----- Material provided -----
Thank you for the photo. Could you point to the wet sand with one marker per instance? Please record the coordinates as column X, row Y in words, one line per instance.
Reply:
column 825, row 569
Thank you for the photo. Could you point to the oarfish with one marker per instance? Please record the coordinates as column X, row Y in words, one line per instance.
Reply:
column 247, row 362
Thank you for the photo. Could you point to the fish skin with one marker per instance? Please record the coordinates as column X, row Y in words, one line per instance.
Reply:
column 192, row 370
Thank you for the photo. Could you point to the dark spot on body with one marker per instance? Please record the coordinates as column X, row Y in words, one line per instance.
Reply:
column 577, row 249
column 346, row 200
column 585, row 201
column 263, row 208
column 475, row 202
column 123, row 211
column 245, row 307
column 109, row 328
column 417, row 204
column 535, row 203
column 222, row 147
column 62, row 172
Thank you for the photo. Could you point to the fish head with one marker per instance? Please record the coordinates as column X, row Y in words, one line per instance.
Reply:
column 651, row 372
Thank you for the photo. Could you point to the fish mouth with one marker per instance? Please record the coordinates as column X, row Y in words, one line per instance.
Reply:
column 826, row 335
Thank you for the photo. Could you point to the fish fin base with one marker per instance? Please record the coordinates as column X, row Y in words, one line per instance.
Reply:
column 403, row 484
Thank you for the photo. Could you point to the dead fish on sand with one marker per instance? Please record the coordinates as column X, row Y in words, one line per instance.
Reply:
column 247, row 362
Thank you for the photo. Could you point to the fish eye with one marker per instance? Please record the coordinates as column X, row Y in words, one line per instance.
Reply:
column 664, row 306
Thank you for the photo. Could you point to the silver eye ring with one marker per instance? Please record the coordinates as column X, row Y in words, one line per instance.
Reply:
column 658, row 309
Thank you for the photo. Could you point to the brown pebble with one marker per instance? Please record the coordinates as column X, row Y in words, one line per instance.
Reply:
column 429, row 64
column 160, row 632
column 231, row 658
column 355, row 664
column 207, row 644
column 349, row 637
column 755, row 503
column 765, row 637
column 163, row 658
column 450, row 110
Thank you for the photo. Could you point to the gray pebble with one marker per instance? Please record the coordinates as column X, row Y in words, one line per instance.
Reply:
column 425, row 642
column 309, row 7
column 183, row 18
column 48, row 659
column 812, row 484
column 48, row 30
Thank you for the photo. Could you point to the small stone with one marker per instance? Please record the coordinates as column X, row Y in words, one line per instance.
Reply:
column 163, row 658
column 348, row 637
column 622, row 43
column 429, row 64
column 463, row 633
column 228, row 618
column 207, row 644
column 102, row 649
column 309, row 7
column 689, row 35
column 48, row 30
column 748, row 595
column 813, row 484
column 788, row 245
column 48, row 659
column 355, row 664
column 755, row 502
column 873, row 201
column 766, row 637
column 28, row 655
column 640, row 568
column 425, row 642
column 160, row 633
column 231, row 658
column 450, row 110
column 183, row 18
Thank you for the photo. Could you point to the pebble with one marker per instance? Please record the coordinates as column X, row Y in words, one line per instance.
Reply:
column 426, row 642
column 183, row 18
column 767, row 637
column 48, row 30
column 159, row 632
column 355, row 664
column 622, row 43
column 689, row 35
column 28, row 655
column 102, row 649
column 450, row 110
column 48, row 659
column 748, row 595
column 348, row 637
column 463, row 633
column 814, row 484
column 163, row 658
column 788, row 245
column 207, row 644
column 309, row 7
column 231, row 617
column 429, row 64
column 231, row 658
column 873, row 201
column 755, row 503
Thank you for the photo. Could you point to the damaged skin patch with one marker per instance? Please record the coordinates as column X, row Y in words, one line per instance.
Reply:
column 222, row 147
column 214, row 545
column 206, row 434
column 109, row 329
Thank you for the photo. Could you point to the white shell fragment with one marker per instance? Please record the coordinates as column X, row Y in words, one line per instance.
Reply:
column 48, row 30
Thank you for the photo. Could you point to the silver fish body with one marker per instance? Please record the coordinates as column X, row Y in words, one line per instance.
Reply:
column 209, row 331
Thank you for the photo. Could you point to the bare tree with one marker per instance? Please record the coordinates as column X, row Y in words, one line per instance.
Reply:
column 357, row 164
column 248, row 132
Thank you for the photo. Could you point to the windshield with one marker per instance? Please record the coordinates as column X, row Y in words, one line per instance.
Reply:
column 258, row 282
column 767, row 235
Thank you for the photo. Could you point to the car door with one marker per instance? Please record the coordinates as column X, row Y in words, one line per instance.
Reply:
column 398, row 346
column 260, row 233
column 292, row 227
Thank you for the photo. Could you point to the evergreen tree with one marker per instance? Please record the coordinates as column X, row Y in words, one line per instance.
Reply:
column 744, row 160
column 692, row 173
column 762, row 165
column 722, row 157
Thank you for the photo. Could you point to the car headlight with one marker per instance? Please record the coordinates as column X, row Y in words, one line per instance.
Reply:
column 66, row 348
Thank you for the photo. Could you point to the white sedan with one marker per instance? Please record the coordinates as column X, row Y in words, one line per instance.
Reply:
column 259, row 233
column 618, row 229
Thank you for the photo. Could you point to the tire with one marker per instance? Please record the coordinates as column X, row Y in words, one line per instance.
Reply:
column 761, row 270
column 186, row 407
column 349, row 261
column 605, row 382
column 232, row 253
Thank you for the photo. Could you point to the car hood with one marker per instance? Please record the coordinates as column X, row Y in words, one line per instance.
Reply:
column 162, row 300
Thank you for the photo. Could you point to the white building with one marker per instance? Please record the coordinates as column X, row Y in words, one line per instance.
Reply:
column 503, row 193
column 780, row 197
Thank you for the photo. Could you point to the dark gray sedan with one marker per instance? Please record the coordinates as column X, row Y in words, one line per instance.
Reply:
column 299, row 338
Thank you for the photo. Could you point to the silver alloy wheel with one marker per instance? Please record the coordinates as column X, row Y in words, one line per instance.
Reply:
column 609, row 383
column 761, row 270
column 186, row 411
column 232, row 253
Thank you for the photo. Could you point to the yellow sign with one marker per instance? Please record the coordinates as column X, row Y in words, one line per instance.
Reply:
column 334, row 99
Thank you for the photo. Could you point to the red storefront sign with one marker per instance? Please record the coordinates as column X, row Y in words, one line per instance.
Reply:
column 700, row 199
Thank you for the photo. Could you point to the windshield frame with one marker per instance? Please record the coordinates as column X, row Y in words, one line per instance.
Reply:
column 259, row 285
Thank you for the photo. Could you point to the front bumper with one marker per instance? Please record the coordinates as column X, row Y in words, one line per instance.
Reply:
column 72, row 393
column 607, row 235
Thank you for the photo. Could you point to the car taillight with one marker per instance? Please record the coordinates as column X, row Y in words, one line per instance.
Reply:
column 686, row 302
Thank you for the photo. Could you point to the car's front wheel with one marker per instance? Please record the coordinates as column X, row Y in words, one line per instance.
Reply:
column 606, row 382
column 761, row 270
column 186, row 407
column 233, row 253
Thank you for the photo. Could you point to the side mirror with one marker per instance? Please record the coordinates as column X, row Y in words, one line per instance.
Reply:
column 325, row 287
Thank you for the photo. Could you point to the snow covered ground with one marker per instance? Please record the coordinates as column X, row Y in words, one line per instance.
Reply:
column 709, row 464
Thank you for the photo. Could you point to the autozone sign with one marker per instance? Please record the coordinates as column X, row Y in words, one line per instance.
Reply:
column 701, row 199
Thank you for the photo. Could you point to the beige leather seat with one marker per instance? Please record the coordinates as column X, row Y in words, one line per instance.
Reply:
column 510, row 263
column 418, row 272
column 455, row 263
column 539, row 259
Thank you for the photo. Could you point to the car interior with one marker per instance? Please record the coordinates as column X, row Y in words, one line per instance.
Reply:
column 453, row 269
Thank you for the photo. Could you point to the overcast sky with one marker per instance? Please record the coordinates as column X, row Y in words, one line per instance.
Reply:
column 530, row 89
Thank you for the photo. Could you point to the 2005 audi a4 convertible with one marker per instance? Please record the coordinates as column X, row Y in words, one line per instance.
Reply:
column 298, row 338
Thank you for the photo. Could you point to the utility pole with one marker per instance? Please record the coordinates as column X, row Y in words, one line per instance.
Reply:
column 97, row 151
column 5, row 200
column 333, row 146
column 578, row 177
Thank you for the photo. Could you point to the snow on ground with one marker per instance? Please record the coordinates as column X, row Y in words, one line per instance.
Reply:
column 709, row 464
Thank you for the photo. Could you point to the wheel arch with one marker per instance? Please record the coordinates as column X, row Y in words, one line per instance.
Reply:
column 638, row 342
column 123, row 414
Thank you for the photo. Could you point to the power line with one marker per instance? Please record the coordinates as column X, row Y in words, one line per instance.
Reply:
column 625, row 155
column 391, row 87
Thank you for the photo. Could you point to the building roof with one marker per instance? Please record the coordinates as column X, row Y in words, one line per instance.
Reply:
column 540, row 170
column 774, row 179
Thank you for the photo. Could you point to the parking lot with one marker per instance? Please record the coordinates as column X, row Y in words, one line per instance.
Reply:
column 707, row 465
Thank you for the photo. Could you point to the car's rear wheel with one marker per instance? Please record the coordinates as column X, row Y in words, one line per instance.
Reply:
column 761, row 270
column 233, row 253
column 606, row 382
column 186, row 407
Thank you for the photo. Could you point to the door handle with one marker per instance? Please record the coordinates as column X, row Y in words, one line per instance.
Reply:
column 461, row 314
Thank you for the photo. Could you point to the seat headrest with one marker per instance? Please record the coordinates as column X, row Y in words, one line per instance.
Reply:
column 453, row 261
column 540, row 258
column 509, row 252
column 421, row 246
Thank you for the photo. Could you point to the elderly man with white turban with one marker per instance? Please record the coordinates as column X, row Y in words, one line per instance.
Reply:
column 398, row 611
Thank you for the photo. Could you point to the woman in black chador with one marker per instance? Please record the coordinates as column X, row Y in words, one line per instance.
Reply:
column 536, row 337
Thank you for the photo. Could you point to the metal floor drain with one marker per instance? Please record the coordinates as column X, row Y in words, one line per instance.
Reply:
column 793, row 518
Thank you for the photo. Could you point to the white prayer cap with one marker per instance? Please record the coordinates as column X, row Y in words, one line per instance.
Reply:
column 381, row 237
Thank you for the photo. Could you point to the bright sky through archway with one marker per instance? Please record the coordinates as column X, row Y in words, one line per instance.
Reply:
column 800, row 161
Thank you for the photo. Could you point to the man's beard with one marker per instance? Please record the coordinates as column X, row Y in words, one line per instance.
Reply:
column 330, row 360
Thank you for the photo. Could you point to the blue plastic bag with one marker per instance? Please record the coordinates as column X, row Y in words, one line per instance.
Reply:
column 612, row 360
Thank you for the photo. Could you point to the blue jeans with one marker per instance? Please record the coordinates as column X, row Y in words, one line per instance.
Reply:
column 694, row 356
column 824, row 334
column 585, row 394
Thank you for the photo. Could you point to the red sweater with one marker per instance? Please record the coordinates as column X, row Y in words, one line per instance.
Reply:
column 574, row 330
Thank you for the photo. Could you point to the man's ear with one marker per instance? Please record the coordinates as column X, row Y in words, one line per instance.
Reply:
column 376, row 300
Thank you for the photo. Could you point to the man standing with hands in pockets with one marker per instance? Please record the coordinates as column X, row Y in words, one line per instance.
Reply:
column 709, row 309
-----
Every line in the data above that contains "seat" needs to be copied.

Thank you for the photo. Could you point to the beige leather seat with one marker per instance? Please record the coordinates as column X, row Y in words, one line per instance.
Thank you for the photo. Could you point to the seat headrest with one marker per instance? Please record the coordinates as column X, row Y in words, one line per instance.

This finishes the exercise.